> **Text segment**:
Enough lithium in Arkansas to supply the world’s EVs

Is lithium the new gold mine for Arkansas after oil? Researchers have discovered that an underground brine reservoir in the southern US state may contain as much as 5 to 19 million tons of lithium.

Lithium is a crucial raw material for electric vehicle batteries. The amount of lithium in the Arkansas beds would be more than enough to meet the projected 2030 global demand nine times over.

DLE technology

In a geological area known as the Smackover Formation, researchers from the United States Geological Survey, using water testing and machine learning, have determined that 5 to 19 million tons of lithium might be in the soil.

Several companies, including US oil and gas giant ExxonMobil, are launching projects to start producing lithium in the Smackover Formation, which stretches across parts of Arkansas, Louisiana, Texas, Alabama, Mississippi, and Florida. It is not yet clear whether the lithium harvesting could be profitable. The lithium is contained in brine, water almost or entirely saturated with salt.

Further research should clarify whether the lithium-bearing brine can be pumped up from reservoirs about 3,000 meters underground and purified while the water is sent back underground. Such processing techniques, known as direct lithium extraction (DLE), generally cost more than conventional methods.

Stored items:
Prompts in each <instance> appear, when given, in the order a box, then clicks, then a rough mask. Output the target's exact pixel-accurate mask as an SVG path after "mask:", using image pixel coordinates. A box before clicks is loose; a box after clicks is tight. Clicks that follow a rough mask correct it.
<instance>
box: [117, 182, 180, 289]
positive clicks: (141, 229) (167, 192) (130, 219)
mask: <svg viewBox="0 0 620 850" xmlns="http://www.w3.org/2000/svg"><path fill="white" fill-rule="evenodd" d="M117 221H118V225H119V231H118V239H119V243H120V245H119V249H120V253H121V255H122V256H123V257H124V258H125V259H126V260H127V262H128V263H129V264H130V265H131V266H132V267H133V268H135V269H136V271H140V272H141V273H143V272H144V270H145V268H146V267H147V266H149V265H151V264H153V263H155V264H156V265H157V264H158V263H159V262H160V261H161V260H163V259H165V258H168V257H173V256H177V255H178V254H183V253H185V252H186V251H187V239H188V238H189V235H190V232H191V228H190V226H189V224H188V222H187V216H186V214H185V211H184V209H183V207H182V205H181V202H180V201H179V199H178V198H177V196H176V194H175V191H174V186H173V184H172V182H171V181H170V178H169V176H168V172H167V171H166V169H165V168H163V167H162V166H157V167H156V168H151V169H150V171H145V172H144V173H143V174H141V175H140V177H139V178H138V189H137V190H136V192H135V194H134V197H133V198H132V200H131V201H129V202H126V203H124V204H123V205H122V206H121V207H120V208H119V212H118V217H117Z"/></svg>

> **Task to carry out**: Name every US state mentioned in the lithium article. The entries have no connection to the lithium article.

> **Response for this exercise**: Arkansas, Louisiana, Texas, Alabama, Mississippi, Florida